(REQUESTS):
A: According to the course page, where are the classes held?
B: Reproduce the course page word for word from "Proof Theory 2025/2026" to "10:30 -- 12:00.".
C: List each component that determines the final grade on the course page, with its stated percentage.

(PAGE EXCERPT):
— Begin —
Proof Theory 2025/2026 (official course code 575366)

Organisation

Here an academic year calendar of the UB can be found.

For us it is important to know:
Teaching period (including exam): September 15 - January 30, 2026. 
Re-sit period: February 2 - 6, 2023.
The lectures will take place
Wednesdays: 15:00 -- 16:30;
Fridays: 10:30 -- 12:00.
The classes are in Calle Montalegre 6 in Aula 402 on the fourth floor. The start date is Wednesday, September 17. TO BE UPDATED The page below will be updated as we proceed.

The final grade is determined by
(A) Homework questions (this may include a mid-term exam); (20 %)
(B) Presentation in class (0 %);
(C) Midterm + Final Exam; (30 + 50 %).

All materials and assignments will also be placed on this page.


Joost J. Joosten is the lecturer of this course. We will be starting with the book Basic Proof Theory by A. S. Troelstra & H. Schwichtenberg (Second edition).

The Proof Theory course constitutes for 5 European credits and as such comprises 42 contact hours, so that makes 14 weeks, 3 hours each.
Week 1 | | Week 5 | | Week 9 | | Week 13
Week 2 | | Week 6 | | Week 10| | Week 14
Week 3 | | Week 7 | | Week 11 | Week 15
Week 4 | | Week 8 | | Week 12

Week 1

September 15 -- 21. We gave a historical and philosophical introduction to Proof theory. Next we started out with parts of Chapter 1 of the book Basic Proof Theory (Second Edition) by Troelstra and Schwichtenberg. In particular we have seen natural deduction for the implicational fragment of minimal logic. We discussed the BHK interpretation and saw a rudimentary version of the Curry-Howard Isomorphism (terms as proofs) for simply typed lambda calculus where beta-reduction corresponds to a conceptually clear proof transformation.
— End —
(DATA EXTRACT):
— Begin —
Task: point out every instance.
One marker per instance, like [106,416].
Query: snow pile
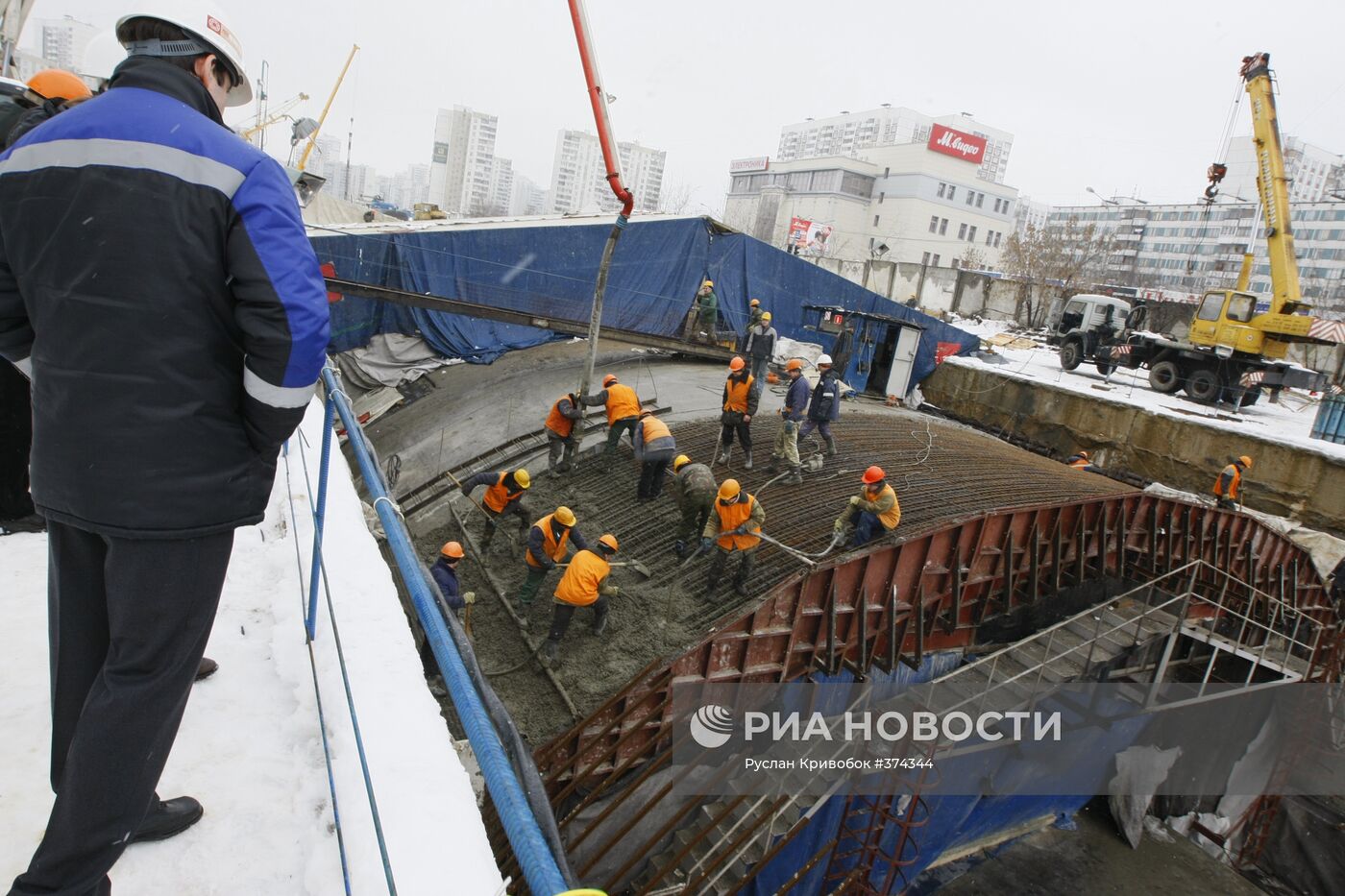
— End —
(THE REPLIES):
A: In Aula 402 on the fourth floor of Calle Montalegre 6.

B:
Proof Theory 2025/2026 (official course code 575366)

Organisation

Here an academic year calendar of the UB can be found.

For us it is important to know:
Teaching period (including exam): September 15 - January 30, 2026. 
Re-sit period: February 2 - 6, 2023.
The lectures will take place
Wednesdays: 15:00 -- 16:30;
Fridays: 10:30 -- 12:00.

C:
- Homework questions (20 %)
- Presentation in class (0 %)
- Midterm + Final Exam (30 + 50 %)